■ **ОТРЫВОК ИЗ ИСТОЧНИКА**
··········
Мы все примерно понимаем, что после нынешней эпохи – эпохи тотальной консервации – некоторая катастрофа наступит. Другое дело, что контуры этой катастрофы будут более радостными, более свежими, нежели описанная у Сидерос ситуация с больным отцом. Я думаю, что когда рушится тысячелетнее прежде (или столетнее прежде), всегда происходит и выброс огромного облегчения, огромной радости. А этого счастья в поэме незаметно. Ну она и называется «Август» – Россия переживает осень.

«Почему вы совершенно не упоминаете…» Далее следует список из семи имен. Два из них я совершенно не знаю, остальные пять знаю, да, и не упоминаю вполне сознательно, потому что упоминание об этих людях придавало бы им статус реальности. А я как-то не хочу им этого статус предавать. Грубо говоря, эти люди существуют, пока я о них говорю. Если я о них не говорю, то я не добавляю для них легитимности, мне их обсуждать совершено не хочется. Мне не хочется делать их реальными. Пусть они обсуждают меня, они это делают регулярно, но, к сожалению, их слова не имеют никакого веса, потому что они симулякры. Но говорить о симулякрах есть же много охотников и помимо меня.
··········
Записи о границах фигур
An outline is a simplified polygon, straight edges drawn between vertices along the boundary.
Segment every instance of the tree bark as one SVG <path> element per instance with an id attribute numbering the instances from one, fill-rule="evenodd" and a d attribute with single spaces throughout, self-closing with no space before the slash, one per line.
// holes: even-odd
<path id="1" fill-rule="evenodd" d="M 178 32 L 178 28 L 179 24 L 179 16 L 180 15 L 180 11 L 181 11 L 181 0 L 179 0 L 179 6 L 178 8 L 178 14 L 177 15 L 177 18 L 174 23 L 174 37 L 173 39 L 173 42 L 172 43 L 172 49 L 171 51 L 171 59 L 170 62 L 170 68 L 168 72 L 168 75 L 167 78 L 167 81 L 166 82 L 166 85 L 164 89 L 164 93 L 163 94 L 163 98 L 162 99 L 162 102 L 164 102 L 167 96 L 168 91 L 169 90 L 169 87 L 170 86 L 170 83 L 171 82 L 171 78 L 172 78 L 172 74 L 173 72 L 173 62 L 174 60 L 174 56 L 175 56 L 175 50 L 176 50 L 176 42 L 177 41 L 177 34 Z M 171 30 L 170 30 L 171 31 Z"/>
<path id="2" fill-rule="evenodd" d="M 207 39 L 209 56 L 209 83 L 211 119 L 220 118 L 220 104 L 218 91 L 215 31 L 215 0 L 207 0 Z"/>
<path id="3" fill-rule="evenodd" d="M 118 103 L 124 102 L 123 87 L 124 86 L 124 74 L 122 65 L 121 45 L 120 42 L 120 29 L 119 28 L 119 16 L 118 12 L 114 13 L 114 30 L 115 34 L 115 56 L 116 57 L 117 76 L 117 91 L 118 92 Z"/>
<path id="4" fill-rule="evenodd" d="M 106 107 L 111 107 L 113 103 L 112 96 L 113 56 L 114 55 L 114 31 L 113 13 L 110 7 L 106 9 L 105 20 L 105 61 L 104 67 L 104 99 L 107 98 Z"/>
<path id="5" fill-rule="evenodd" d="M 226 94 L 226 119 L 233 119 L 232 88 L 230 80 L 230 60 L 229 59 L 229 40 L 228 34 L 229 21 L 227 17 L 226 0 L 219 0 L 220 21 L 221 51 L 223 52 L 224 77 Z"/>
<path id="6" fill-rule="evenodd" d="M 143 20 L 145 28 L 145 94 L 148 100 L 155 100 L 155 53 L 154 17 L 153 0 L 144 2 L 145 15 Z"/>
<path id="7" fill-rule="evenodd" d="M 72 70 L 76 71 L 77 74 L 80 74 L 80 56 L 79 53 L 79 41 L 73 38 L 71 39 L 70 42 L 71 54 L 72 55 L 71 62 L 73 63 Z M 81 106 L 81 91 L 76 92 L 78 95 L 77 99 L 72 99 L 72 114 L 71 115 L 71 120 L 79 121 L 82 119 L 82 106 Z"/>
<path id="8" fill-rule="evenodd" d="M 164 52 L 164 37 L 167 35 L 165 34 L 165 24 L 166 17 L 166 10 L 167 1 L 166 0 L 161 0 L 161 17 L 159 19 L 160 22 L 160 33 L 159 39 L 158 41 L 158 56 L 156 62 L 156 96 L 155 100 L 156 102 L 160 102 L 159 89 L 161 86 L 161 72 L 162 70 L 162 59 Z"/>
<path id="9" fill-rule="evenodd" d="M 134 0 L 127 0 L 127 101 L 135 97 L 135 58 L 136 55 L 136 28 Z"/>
··········
■ **ЗАДАНИЕ 1**
Перескажите короче абзац отрывка, который начинается словами «Мы все примерно понимаем», и сохраните его основные факты.
■ **ЗАДАНИЕ 2**
Преобразуйте в JSON-список строк строки перечня, начиная с самой первой и заканчивая строкой с "226 94 L 226", по одной строке в элементе и без пустых строк.

■ **РЕШЕНИЕ ЗАДАЧИ 1**
После нынешней эпохи тотальной консервации, как все примерно понимают, наступит некоторая катастрофа. Но её контуры будут радостнее и свежее, чем ситуация с больным отцом, описанная у Сидерос. Думаю, крушение тысячелетнего или столетнего прежде всегда сопровождается выбросом огромного облегчения и радости. В поэме этого счастья незаметно, впрочем, она и называется «Август»: Россия переживает осень.

■ **РЕШЕНИЕ ЗАДАЧИ 2**
[
  "An outline is a simplified polygon, straight edges drawn between vertices along the boundary.",
  "Segment every instance of the tree bark as one SVG <path> element per instance with an id attribute numbering the instances from one, fill-rule=\"evenodd\" and a d attribute with single spaces throughout, self-closing with no space before the slash, one per line.",
  "// holes: even-odd",
  "<path id=\"1\" fill-rule=\"evenodd\" d=\"M 178 32 L 178 28 L 179 24 L 179 16 L 180 15 L 180 11 L 181 11 L 181 0 L 179 0 L 179 6 L 178 8 L 178 14 L 177 15 L 177 18 L 174 23 L 174 37 L 173 39 L 173 42 L 172 43 L 172 49 L 171 51 L 171 59 L 170 62 L 170 68 L 168 72 L 168 75 L 167 78 L 167 81 L 166 82 L 166 85 L 164 89 L 164 93 L 163 94 L 163 98 L 162 99 L 162 102 L 164 102 L 167 96 L 168 91 L 169 90 L 169 87 L 170 86 L 170 83 L 171 82 L 171 78 L 172 78 L 172 74 L 173 72 L 173 62 L 174 60 L 174 56 L 175 56 L 175 50 L 176 50 L 176 42 L 177 41 L 177 34 Z M 171 30 L 170 30 L 171 31 Z\"/>",
  "<path id=\"2\" fill-rule=\"evenodd\" d=\"M 207 39 L 209 56 L 209 83 L 211 119 L 220 118 L 220 104 L 218 91 L 215 31 L 215 0 L 207 0 Z\"/>",
  "<path id=\"3\" fill-rule=\"evenodd\" d=\"M 118 103 L 124 102 L 123 87 L 124 86 L 124 74 L 122 65 L 121 45 L 120 42 L 120 29 L 119 28 L 119 16 L 118 12 L 114 13 L 114 30 L 115 34 L 115 56 L 116 57 L 117 76 L 117 91 L 118 92 Z\"/>",
  "<path id=\"4\" fill-rule=\"evenodd\" d=\"M 106 107 L 111 107 L 113 103 L 112 96 L 113 56 L 114 55 L 114 31 L 113 13 L 110 7 L 106 9 L 105 20 L 105 61 L 104 67 L 104 99 L 107 98 Z\"/>",
  "<path id=\"5\" fill-rule=\"evenodd\" d=\"M 226 94 L 226 119 L 233 119 L 232 88 L 230 80 L 230 60 L 229 59 L 229 40 L 228 34 L 229 21 L 227 17 L 226 0 L 219 0 L 220 21 L 221 51 L 223 52 L 224 77 Z\"/>"
]